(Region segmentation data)

------------

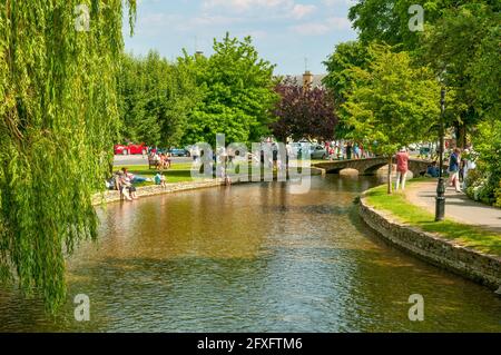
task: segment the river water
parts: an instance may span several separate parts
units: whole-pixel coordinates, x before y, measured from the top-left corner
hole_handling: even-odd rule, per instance
[[[374,177],[234,185],[111,204],[68,262],[56,317],[0,289],[0,331],[501,332],[501,297],[386,245],[354,198]],[[90,299],[76,322],[73,297]],[[424,321],[409,319],[409,297]]]

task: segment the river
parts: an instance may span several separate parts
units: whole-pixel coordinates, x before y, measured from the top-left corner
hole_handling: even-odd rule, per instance
[[[68,260],[68,303],[0,288],[10,332],[501,332],[501,298],[382,241],[354,198],[375,177],[234,185],[111,204]],[[73,297],[90,299],[76,322]],[[411,322],[409,297],[424,298]]]

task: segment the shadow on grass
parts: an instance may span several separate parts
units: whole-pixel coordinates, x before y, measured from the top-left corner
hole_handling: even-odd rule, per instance
[[[391,213],[403,223],[416,226],[424,231],[438,233],[448,239],[479,252],[501,256],[500,234],[450,219],[435,221],[432,214],[424,208],[412,205],[403,194],[387,195],[386,186],[369,190],[366,197],[367,203],[374,208]]]

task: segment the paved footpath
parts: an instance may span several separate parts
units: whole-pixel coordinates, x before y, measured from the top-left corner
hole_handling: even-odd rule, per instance
[[[435,213],[436,183],[409,186],[406,196],[413,204]],[[445,193],[445,216],[459,223],[477,225],[501,233],[501,208],[485,206],[459,194],[452,187]]]

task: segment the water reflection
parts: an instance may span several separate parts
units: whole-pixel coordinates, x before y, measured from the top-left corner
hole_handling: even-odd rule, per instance
[[[367,177],[316,177],[144,198],[100,209],[98,244],[69,260],[68,305],[0,290],[2,331],[501,331],[501,299],[385,245],[352,204]],[[72,319],[87,294],[91,322]],[[425,322],[411,323],[411,294]]]

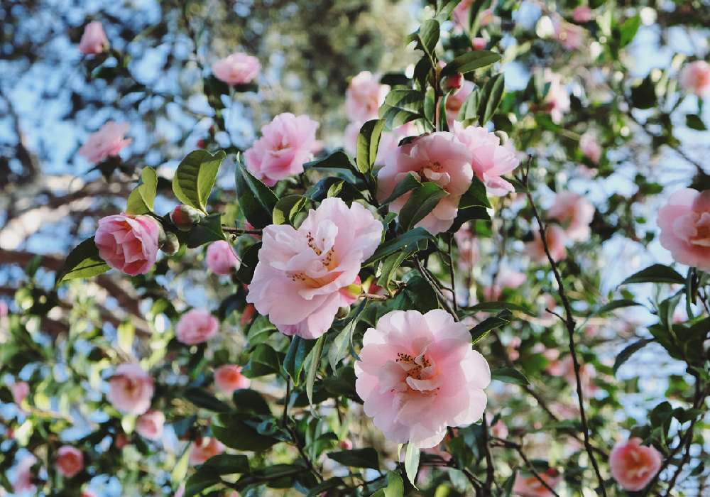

------------

*Problem description*
Format each line of the records above as a Markdown table with the columns Row and Line. Number the rows, and leave out blank lines and the pictures.

*The response*
| Row | Line |
|---|---|
| 1 | task: segment the river water |
| 2 | parts: an instance may span several separate parts |
| 3 | units: whole-pixel coordinates, x before y, measured from the top-left corner |
| 4 | hole_handling: even-odd rule, per instance |
| 5 | [[[374,177],[234,185],[111,204],[68,262],[56,317],[0,289],[0,331],[501,332],[501,297],[386,245],[354,198]],[[90,299],[76,322],[73,297]],[[424,321],[409,319],[409,297]]] |
| 6 | task: segment the river |
| 7 | parts: an instance may span several separate parts |
| 8 | units: whole-pixel coordinates, x before y, measured from the top-left corner |
| 9 | hole_handling: even-odd rule, per instance |
| 10 | [[[68,260],[68,303],[0,288],[10,332],[501,332],[501,298],[382,241],[354,198],[375,177],[234,185],[111,204]],[[73,297],[90,299],[76,322]],[[411,322],[409,297],[424,298]]] |
| 11 | task: segment the shadow on grass |
| 12 | parts: an instance may span several separate parts |
| 13 | units: whole-pixel coordinates, x before y, measured from the top-left corner |
| 14 | hole_handling: even-odd rule, per instance |
| 15 | [[[391,213],[403,223],[416,226],[424,231],[438,233],[448,239],[479,252],[501,256],[500,234],[450,219],[435,221],[432,214],[424,208],[412,205],[403,194],[387,195],[386,186],[369,190],[366,197],[367,203],[374,208]]] |
| 16 | task: segment the paved footpath |
| 17 | parts: an instance may span several separate parts |
| 18 | units: whole-pixel coordinates, x before y, measured from the top-left corner |
| 19 | hole_handling: even-odd rule, per instance |
| 20 | [[[435,213],[436,183],[409,186],[406,196],[413,204]],[[445,193],[445,216],[459,223],[477,225],[501,233],[501,208],[485,206],[459,194],[452,187]]] |
| 21 | task: segment the water reflection |
| 22 | parts: an instance may span several separate parts |
| 23 | units: whole-pixel coordinates, x before y, measured from the top-left corner |
| 24 | hole_handling: even-odd rule, per instance |
| 25 | [[[367,177],[316,177],[144,198],[100,209],[98,244],[69,260],[68,305],[0,290],[2,331],[501,331],[501,299],[385,245],[352,204]],[[72,319],[87,294],[91,322]],[[425,322],[411,323],[411,294]]] |